In the passage on Sri Lanka's economic crisis, whom did the regime appoint as its new prime minister?

* [SELECTED PASSAGE]
═══
Deepal Jayasekera, the national secretary of the SEP in Sri Lanka, told the meeting that huge foreign debts, the COVID-19 pandemic, a collapse of the tourist industry, and the war in Ukraine had led to a catastrophic implosion of the island’s economy.

This had produced three months of mass anti-government protests and two general strikes demanding resignation of President Rajapakse and his government over skyrocketing prices and shortages of fuel, cooking gas and basic food items and hours-long power outages, he said.

The trade unions are playing “a treacherous role in this situation” and doing their utmost to defend the government by blocking any independent political and industrial action by the working class.” This has allowed the regime to appoint a new prime minister—Ranil Wickremasinghe—to unleash a new round brutal austerity and secure an International Monetary Fund bail-out loan, he explained.

“Like our Australian comrades,” Jayasekera continued, the SEP “is advocating the formation of rank-and-file committees—action committees—in every workplace, factory, plantation and neighbourhood, independent of the unions, to lead the struggles of the working class for their basic social and democratic rights.”

In this way, he concluded, “we are taking forward the struggle for a government of workers and peasants committed to socialist policies, as part of the broader struggle for socialism in South Asia and internationally.”

SEP Senate candidate Oscar Grenfell, the final speaker, said the SEP was alone in warning during the election that whichever party won government, “its program would be dictated by the global breakdown of capitalism, the US confrontations with Russia and China, and the predatory interests of the financial oligarchy.” This analysis, he said, “has proven completely correct.”
═══
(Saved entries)
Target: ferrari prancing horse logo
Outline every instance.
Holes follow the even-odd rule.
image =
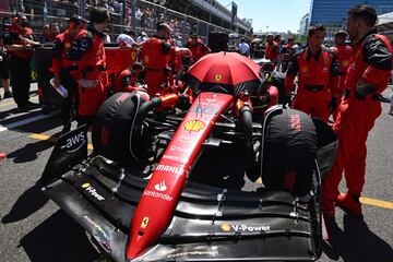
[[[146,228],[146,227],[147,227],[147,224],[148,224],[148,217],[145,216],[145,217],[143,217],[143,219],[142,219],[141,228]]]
═══
* [RESPONSE AREA]
Ranil Wickremasinghe